Excerpted passage:
BEGIN
- Gap saw 12% higher inventory in Q3 YoY, down nearly 2% compared with Q2, due to easing in-transit stock levels, according to an earnings call last month.
- Ending inventory for the quarter was at $3.04 billion as the company lapped last year’s supply chain challenges by taking corrective actions.
- The company also plans to pursue moderate buys and ongoing markdowns, among other strategies, in Q4 to further tackle excess inventory levels, CFO Katrina O’Connell said in the call.
Retailers have been plagued by high inventory levels all year and have implemented various tactics to slash inventory.
After a 37% YoY rise in inventory in Q2, Gap hailed this quarter’s inventory levels as an improvement but not a suprise. The retailer expected some financial benefits this quarter as Q3 lapped with the height of supply chain challenges in 2021, O’Connell told investors.
Considering next year’s demand trends, Gap will continue to implement leaner buying practics in the new year to provide additional flexibility and “better align inventory levels,” O’Connell said.
Besides leaning into more moderate buys and promotional environments, the retailer is pursuing other methods to re-balance inventory levels.
The company released some of last year’s holiday pack and hold inventory, with plans to integrate that inventory into future assortments, the CFO said. It is relying on it to optimize its margins in the short term.
Moving into spring, Gap aims to regain its agility in making stock adjustments and benefit from reinstated responsive inventory capabilities as it provides “the opportunity to be much closer to demand and be able to chase into the inventory trends,” O’Connell noted. Responsive inventory can also take the form of adjusting inventory based on demand, she added.
“With the manufacturing disruption that we saw, starting with India closing and then Vietnam closing and many of the other jurisdictions closing down during COVID, we really lost those capabilities which caused us to have to lean too far forward into total inventory as well as category inventory,” O’Connell said. “So, having those levers back will give us so much more flexibility.
END
Supplied entries:
BEGIN
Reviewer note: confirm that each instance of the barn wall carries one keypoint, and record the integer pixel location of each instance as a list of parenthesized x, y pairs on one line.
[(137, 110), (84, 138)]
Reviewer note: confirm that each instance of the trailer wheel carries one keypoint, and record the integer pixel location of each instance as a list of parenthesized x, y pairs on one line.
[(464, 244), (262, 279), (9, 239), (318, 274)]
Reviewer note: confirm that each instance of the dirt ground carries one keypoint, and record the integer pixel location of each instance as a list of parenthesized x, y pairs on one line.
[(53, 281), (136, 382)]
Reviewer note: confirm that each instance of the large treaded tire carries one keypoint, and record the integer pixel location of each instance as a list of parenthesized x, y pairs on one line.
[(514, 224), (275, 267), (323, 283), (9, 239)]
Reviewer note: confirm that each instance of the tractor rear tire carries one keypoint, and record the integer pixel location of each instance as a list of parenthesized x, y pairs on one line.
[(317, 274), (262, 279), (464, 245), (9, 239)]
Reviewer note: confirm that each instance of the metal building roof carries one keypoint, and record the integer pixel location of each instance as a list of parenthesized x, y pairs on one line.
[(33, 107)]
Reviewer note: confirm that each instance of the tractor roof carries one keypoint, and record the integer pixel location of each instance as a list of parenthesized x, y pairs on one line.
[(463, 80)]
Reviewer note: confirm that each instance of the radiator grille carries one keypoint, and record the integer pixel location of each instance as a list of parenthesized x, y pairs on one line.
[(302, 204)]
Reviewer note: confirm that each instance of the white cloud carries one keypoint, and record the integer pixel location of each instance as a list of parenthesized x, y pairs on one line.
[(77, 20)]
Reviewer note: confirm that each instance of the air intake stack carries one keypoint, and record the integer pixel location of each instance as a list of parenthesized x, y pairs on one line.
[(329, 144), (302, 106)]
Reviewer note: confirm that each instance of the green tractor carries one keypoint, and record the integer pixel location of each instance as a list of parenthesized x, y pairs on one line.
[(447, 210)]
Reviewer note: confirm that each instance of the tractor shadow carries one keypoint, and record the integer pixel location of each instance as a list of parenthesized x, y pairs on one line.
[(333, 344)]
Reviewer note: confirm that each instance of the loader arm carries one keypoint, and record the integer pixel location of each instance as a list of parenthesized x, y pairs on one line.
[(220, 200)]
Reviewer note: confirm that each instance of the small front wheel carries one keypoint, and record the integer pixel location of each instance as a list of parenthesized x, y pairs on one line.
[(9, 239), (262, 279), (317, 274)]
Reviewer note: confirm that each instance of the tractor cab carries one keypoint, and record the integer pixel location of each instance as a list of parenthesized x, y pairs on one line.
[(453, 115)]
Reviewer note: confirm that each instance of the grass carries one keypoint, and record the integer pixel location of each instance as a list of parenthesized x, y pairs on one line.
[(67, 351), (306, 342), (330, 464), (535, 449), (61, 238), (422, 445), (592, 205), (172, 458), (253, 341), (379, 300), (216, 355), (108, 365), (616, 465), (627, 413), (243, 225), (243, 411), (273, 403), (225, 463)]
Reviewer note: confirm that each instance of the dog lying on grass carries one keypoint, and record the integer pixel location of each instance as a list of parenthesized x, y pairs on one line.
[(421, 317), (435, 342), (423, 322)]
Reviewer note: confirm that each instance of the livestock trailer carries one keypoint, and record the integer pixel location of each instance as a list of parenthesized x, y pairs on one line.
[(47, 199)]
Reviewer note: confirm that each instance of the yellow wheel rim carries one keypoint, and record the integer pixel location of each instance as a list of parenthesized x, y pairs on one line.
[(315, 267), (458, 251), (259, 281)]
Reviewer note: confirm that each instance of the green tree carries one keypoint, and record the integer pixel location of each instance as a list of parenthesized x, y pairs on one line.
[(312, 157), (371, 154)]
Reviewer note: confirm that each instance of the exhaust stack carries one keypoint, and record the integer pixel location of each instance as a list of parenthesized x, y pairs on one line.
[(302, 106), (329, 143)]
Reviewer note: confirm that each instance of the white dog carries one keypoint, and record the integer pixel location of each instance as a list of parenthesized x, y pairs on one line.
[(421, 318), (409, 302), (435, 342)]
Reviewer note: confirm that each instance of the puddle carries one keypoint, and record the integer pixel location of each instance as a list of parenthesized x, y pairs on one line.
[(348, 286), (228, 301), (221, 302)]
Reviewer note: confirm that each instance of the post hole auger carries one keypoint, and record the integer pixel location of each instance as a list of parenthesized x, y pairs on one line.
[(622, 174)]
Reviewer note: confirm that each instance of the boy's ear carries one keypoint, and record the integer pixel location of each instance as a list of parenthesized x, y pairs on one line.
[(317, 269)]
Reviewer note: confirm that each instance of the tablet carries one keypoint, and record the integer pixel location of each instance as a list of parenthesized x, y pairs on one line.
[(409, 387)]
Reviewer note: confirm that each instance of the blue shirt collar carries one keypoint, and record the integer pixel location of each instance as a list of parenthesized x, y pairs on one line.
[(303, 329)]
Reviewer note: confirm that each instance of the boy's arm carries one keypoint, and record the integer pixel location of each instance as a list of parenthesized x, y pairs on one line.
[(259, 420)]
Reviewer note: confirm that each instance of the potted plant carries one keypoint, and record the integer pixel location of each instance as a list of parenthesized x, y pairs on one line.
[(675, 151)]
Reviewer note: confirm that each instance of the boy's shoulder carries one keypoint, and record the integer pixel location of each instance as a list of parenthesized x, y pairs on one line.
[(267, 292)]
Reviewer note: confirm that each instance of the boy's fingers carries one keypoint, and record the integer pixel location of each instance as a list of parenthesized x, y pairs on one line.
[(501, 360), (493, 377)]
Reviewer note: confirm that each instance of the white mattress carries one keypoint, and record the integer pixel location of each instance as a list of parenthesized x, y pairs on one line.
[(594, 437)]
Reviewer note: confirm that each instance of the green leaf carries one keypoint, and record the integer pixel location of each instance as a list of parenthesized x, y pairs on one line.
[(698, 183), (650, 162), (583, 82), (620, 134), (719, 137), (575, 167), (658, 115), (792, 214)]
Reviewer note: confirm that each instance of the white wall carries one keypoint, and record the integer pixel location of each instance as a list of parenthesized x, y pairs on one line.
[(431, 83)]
END
What you need to do:
1 > Translate this sentence from the article on Gap's inventory into Spanish: "Retailers have been plagued by high inventory levels all year and have implemented various tactics to slash inventory."
2 > Please copy the part of the article on Gap's inventory that opens with the words containing "Besides leaning into" and closes with "demand, she added.".
3 > According to the article on Gap's inventory, why did the company lose its responsive inventory capabilities and have to lean too far forward into inventory?
None of the lines are needed here.

Task results:
1 > Los minoristas han sufrido niveles elevados de inventario durante todo el año y han implementado diversas tácticas para reducir drásticamente el inventario.

2 >
Besides leaning into more moderate buys and promotional environments, the retailer is pursuing other methods to re-balance inventory levels.
The company released some of last year’s holiday pack and hold inventory, with plans to integrate that inventory into future assortments, the CFO said. It is relying on it to optimize its margins in the short term.
Moving into spring, Gap aims to regain its agility in making stock adjustments and benefit from reinstated responsive inventory capabilities as it provides “the opportunity to be much closer to demand and be able to chase into the inventory trends,” O’Connell noted. Responsive inventory can also take the form of adjusting inventory based on demand, she added.

3 > Manufacturing was disrupted during COVID. Closures began in India, then Vietnam, and spread to many other jurisdictions. Losing those capabilities forced Gap to lean too far forward into both total inventory and category inventory.